─── Material provided ───

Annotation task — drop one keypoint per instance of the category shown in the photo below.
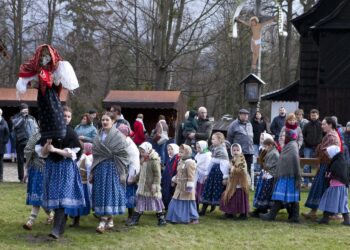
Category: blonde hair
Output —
(220, 136)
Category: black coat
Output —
(4, 135)
(258, 128)
(339, 169)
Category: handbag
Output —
(163, 137)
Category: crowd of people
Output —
(106, 166)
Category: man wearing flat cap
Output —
(241, 131)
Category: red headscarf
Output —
(33, 67)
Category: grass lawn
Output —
(212, 233)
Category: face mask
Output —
(45, 60)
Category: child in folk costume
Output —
(268, 160)
(169, 172)
(84, 165)
(134, 169)
(149, 196)
(47, 72)
(235, 199)
(182, 208)
(287, 188)
(34, 169)
(108, 173)
(62, 182)
(218, 172)
(335, 199)
(203, 158)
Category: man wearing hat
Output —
(24, 126)
(241, 131)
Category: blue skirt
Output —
(263, 194)
(285, 190)
(108, 194)
(213, 186)
(74, 212)
(182, 211)
(335, 200)
(131, 195)
(35, 186)
(319, 186)
(62, 185)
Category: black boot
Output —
(346, 221)
(325, 218)
(295, 213)
(75, 222)
(134, 219)
(204, 209)
(273, 212)
(161, 219)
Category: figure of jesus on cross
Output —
(255, 43)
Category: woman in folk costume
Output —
(264, 189)
(319, 184)
(47, 72)
(34, 169)
(235, 199)
(62, 182)
(218, 172)
(182, 208)
(84, 165)
(134, 169)
(168, 173)
(108, 173)
(335, 198)
(287, 188)
(149, 195)
(202, 158)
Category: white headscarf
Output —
(333, 150)
(146, 146)
(175, 148)
(203, 145)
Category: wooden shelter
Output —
(324, 61)
(9, 102)
(151, 104)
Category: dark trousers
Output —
(1, 167)
(249, 160)
(20, 160)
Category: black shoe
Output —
(161, 219)
(204, 209)
(270, 216)
(134, 221)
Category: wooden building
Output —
(324, 61)
(151, 104)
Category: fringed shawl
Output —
(113, 147)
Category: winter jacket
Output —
(312, 133)
(241, 133)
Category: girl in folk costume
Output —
(62, 183)
(235, 199)
(84, 165)
(287, 188)
(134, 169)
(218, 172)
(168, 173)
(182, 208)
(149, 196)
(108, 173)
(319, 184)
(335, 198)
(203, 158)
(47, 72)
(268, 160)
(34, 169)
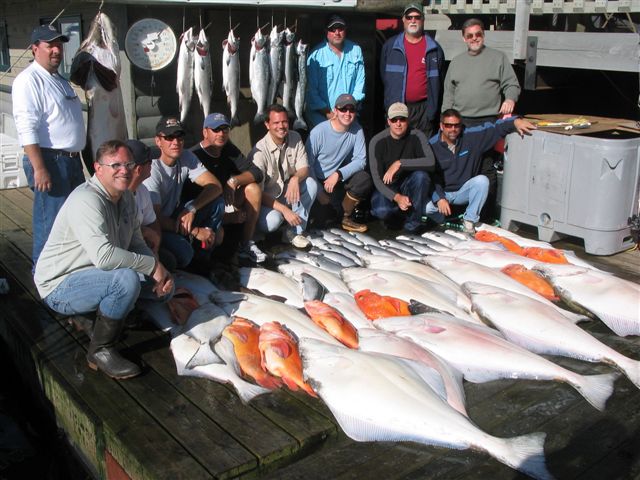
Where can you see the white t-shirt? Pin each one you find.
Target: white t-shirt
(146, 214)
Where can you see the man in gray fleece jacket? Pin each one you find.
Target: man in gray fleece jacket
(95, 258)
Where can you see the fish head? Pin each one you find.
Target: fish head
(312, 289)
(289, 36)
(188, 39)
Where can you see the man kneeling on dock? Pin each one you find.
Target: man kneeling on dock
(96, 260)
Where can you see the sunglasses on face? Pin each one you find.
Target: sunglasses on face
(171, 138)
(118, 166)
(469, 36)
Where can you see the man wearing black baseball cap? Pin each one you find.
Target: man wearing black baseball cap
(48, 118)
(411, 65)
(335, 66)
(239, 177)
(200, 218)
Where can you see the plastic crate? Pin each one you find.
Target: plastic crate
(578, 185)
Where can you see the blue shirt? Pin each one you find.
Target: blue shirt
(328, 150)
(330, 75)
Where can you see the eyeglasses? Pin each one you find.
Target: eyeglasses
(469, 36)
(171, 138)
(118, 166)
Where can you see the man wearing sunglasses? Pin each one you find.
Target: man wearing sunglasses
(200, 218)
(240, 179)
(334, 67)
(400, 160)
(459, 153)
(48, 118)
(338, 155)
(92, 262)
(410, 66)
(492, 89)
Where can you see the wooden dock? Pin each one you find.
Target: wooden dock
(160, 425)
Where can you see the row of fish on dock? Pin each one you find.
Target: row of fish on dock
(277, 68)
(384, 332)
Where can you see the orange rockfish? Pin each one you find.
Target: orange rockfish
(333, 322)
(547, 255)
(244, 335)
(485, 236)
(531, 279)
(280, 356)
(376, 306)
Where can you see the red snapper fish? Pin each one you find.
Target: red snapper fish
(280, 356)
(333, 322)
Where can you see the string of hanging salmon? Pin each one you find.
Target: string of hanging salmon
(277, 71)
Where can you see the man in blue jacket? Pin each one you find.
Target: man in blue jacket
(411, 66)
(459, 153)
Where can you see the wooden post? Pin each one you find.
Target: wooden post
(521, 29)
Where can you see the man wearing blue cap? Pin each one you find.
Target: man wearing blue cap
(334, 67)
(48, 118)
(239, 178)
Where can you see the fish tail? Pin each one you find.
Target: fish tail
(597, 389)
(524, 453)
(630, 367)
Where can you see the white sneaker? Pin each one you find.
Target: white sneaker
(297, 240)
(468, 227)
(250, 251)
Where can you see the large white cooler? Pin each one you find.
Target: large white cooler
(578, 185)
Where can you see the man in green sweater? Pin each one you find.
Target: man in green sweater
(481, 85)
(96, 260)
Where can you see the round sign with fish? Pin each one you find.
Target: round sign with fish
(150, 44)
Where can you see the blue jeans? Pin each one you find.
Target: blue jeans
(66, 174)
(473, 192)
(269, 220)
(417, 186)
(113, 292)
(209, 216)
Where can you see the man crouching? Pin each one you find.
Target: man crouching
(93, 257)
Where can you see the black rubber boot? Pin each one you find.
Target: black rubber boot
(102, 354)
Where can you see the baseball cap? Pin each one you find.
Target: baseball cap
(344, 100)
(169, 125)
(398, 109)
(141, 153)
(215, 120)
(412, 6)
(335, 20)
(47, 33)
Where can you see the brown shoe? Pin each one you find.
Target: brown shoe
(350, 225)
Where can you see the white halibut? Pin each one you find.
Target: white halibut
(376, 397)
(614, 301)
(482, 355)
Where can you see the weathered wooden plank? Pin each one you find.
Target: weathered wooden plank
(94, 410)
(264, 439)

───

About this exercise -> Scan the preceding listing for the string "headscarf" and copy every line where it occurs.

Output of the task ->
Category: red headscarf
Category: white headscarf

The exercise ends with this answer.